SELECTED EXTRACT =>
>> Start

Observability & APM
Monitor your applications with distributed tracing, metrics, and logging. The Alternate Futures Observability platform provides full APM (Application Performance Monitoring) capabilities for your deployed services.
Overview
The observability platform enables you to:
- Traces - Track requests as they flow through your distributed systems
- Metrics - Collect and query performance metrics
- Logs - Centralized logging with search capabilities
- Service Maps - Visualize dependencies between services
- Usage Analytics - Monitor ingestion and costs
Architecture
┌─────────────────────────────────────────────────────────────────┐
│ Your Applications │
│ (AF Functions, Node.js, Python, Go, etc.) │
└─────────────────────────┬───────────────────────────────────────┘
│ OTLP (OpenTelemetry Protocol)
│ + X-AF-Project-ID header
▼
┌─────────────────────────────────────────────────────────────────┐
│ OTEL Collector │
│ - Multi-tenant routing │
│ - Sampling & filtering │
│ - Data transformation │
└──────────┬──────────────────────────────────────────────────────┘
│
▼
┌─────────────────────────────────────────────────────────────────┐
│ ClickHouse Storage │
│ - Traces, Metrics, Logs │
│ - Per-project partitioning │
│ - Configurable retention │
└──────────┬──────────────────────────────────────────────────────┘
│
▼
┌─────────────────────────────────────────────────────────────────┐
│ Query via SDK, CLI, or GraphQL API │
└─────────────────────────────────────────────────────────────────┘Quick Start
1. Install the SDK with OpenTelemetry
npm install @alternatefutures/sdk \
@opentelemetry/api \
@opentelemetry/sdk-node \
@opentelemetry/auto-instrumentations-node \
@opentelemetry/exporter-trace-otlp-http \
@opentelemetry/exporter-metrics-otlp-http \
@opentelemetry/exporter-logs-otlp-http2. Initialize Instrumentation
Create an instrumentation.ts file that runs before your application:
// instrumentation.ts
import { initInstrumentation } from '@alternatefutures/sdk/instrumentation';
const sdk = await initInstrumentation({
projectId: 'your-project-id',
projectSlug: 'your-project-slug',
serviceName: 'my-api-service',
});
// Graceful shutdown
process.on('SIGTERM', async () => {
await sdk.shutdown();
process.exit(0);
});3. Run Your Application
# Node.js 18+
node --import ./instrumentation.ts ./app.ts
# Or with ts-node
node -r ts-node/register --import ./instrumentation.ts ./app.tsThat's it! Your application is now sending traces, metrics, and logs to the Alternate Futures platform.

>> End

DATASET RECORDS =>
>> Start

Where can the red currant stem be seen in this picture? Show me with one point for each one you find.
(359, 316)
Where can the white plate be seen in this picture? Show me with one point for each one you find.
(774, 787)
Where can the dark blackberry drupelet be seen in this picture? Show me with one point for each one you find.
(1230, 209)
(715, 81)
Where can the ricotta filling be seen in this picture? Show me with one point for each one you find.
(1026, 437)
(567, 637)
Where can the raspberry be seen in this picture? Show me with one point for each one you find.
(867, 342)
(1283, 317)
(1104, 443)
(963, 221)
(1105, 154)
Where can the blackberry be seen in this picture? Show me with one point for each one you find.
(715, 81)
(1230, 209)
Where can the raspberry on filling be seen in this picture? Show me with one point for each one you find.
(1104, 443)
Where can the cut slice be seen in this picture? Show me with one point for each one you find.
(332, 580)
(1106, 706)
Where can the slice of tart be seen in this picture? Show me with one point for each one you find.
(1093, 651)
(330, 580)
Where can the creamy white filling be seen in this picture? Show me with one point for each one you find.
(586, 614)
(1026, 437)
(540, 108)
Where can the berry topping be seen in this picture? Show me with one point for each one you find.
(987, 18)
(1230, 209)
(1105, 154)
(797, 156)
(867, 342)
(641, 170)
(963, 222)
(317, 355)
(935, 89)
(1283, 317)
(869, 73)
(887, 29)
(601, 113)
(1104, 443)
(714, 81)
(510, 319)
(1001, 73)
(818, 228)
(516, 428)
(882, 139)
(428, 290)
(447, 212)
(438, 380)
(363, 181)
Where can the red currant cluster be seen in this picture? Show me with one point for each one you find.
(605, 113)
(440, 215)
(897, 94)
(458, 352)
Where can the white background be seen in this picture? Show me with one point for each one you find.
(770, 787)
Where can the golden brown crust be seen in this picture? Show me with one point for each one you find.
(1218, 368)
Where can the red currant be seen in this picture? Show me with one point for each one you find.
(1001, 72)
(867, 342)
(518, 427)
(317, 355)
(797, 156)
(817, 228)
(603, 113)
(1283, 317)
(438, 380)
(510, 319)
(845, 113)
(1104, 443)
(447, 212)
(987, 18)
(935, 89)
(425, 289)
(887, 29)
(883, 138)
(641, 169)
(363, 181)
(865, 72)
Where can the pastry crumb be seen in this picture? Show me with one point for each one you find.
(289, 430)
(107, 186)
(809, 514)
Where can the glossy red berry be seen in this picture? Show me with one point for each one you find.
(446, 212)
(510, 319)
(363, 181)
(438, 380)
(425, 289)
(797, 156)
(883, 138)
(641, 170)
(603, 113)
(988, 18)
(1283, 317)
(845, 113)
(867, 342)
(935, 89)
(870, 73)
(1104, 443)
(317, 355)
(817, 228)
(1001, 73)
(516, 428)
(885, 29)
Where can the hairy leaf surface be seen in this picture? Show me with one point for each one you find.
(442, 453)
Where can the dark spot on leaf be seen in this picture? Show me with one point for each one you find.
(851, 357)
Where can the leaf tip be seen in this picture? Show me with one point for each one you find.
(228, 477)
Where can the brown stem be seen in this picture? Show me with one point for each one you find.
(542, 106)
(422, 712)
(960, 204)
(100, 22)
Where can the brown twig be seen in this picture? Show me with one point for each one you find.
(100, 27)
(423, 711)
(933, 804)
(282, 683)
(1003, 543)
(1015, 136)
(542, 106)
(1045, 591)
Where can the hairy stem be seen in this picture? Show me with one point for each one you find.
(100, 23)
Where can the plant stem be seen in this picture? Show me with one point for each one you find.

>> End

THINGS TO DO =>
**A)** Name each capability that the observability page lists under its "Overview" heading.
**B)** Please extract word for word the part of the observability page starting with "Observability & APM" and going on through "your deployed services.".
The lines after the observability page are separate material and have no connection to it.

SOLUTIONS FOR EACH TASK =>
**A)**
- Traces
- Metrics
- Logs
- Service Maps
- Usage Analytics

**B)**
Observability & APM
Monitor your applications with distributed tracing, metrics, and logging. The Alternate Futures Observability platform provides full APM (Application Performance Monitoring) capabilities for your deployed services.